## [GIVEN PROBLEM]
Locate the line that contains "For every instance of the sandy". Copy it and every following line through the end of the records, exactly, and include nothing else.

## [DATA FOR PROCESSING]
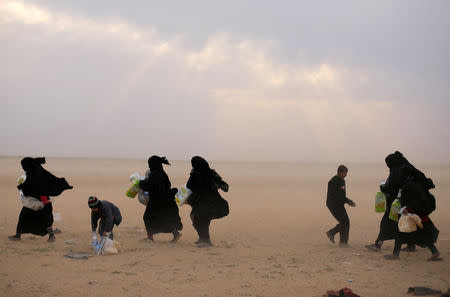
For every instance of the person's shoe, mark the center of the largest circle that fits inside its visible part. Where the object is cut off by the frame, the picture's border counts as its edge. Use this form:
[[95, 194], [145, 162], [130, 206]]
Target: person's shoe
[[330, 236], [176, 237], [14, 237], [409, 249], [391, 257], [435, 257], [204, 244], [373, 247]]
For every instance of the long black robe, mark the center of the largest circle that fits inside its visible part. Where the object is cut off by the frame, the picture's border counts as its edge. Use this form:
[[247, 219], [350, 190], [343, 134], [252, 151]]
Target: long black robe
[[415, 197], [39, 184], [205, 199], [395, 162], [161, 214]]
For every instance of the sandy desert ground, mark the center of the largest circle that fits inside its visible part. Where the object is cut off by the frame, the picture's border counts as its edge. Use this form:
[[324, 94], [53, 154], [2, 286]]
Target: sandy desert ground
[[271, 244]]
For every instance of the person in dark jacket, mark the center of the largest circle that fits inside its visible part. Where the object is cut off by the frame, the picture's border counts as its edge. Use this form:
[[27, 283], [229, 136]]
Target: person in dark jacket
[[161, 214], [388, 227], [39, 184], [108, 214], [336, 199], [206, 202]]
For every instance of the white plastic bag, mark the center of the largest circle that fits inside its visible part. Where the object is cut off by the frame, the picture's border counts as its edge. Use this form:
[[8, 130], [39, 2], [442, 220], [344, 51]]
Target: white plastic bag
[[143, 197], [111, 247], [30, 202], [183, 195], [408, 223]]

## [FINAL RESULT]
For every instance of the sandy desert ground, mark the center of the largest circle that fits inside its visible part. Where the object is cut off by the frame, the picture's border counts as its edge. Use this form:
[[324, 94], [53, 154], [2, 286]]
Target: sandy desert ground
[[271, 244]]
For every instance of the person in dark jacket, mark the center of the largest circle that fits inside its visible part. Where the object is cut off by the frame, the picture's border counts as its edge. Use this form:
[[27, 283], [229, 136]]
Target: person in dark jacket
[[161, 214], [388, 227], [39, 184], [108, 214], [336, 199], [206, 202]]
For every instance of the white plastic bag, mark the center of the largest circle that fits inside its visible part. Where the object is cut off by the frame, the picture's border counts as its edge. Use this form:
[[8, 130], [39, 2], [442, 220], [344, 51]]
Target: white plastic bag
[[143, 197], [111, 247], [30, 202], [183, 195], [408, 223]]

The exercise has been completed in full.